Task — Filter the entries for lines with the word "positive".

=== Records ===

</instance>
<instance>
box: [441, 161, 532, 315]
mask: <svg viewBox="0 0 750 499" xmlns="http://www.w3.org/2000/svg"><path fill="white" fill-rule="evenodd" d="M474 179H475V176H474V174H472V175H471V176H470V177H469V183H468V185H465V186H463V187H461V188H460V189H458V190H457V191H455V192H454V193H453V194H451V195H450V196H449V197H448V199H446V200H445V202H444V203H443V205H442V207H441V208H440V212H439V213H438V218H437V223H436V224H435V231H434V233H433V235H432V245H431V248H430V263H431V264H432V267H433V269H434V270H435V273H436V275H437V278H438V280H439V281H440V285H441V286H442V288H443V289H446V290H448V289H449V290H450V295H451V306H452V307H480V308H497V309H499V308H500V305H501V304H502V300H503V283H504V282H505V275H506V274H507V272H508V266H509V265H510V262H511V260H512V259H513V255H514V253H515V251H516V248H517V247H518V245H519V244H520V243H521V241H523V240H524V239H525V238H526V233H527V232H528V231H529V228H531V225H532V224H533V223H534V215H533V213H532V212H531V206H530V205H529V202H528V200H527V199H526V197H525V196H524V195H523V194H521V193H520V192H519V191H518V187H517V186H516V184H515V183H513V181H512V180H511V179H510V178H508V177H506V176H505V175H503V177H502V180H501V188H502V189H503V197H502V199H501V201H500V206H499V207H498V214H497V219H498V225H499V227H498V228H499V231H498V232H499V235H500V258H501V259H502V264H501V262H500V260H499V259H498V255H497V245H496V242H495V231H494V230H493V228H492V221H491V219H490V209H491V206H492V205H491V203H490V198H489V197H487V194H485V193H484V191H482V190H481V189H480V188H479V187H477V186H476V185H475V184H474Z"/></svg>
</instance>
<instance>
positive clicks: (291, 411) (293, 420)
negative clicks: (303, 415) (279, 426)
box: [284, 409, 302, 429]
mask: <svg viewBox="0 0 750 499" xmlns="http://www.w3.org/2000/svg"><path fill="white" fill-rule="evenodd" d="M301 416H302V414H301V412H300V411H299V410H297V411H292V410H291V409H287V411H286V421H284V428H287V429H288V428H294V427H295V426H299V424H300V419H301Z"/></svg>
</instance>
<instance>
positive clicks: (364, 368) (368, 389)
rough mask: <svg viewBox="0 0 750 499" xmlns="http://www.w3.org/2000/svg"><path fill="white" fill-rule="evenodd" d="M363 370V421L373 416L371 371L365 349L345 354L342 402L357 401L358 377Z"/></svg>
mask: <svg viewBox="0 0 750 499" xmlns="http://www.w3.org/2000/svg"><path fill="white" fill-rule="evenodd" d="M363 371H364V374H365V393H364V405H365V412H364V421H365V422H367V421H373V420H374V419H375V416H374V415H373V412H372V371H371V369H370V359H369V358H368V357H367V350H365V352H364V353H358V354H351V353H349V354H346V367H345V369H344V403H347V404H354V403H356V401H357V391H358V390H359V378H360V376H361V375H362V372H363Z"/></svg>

===

Result of the task —
positive clicks: (291, 411) (293, 420)
positive clicks: (364, 368) (368, 389)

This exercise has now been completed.